Using the listing below, determine the count of lines with the word "detect" and reply only with it.

(Stored data)

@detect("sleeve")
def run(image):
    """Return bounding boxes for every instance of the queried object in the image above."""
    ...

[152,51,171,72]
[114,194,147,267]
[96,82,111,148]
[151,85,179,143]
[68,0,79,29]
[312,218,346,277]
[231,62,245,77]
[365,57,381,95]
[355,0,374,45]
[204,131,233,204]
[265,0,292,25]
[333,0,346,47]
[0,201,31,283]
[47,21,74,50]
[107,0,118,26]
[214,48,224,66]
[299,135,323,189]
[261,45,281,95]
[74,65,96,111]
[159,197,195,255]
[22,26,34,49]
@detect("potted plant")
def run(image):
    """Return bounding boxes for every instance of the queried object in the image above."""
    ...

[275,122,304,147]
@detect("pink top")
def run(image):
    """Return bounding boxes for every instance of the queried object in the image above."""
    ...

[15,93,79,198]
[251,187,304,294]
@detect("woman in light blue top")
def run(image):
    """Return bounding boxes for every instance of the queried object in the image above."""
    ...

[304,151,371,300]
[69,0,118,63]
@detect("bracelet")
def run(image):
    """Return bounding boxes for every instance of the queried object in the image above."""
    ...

(End Stored data)
(Stored data)

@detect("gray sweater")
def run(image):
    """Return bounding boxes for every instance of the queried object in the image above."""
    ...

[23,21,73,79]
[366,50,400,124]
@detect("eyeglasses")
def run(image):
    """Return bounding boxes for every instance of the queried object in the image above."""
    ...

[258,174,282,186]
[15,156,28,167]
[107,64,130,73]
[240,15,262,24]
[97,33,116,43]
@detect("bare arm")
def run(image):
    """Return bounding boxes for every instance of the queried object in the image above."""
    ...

(End Stored data)

■ Worked solution
8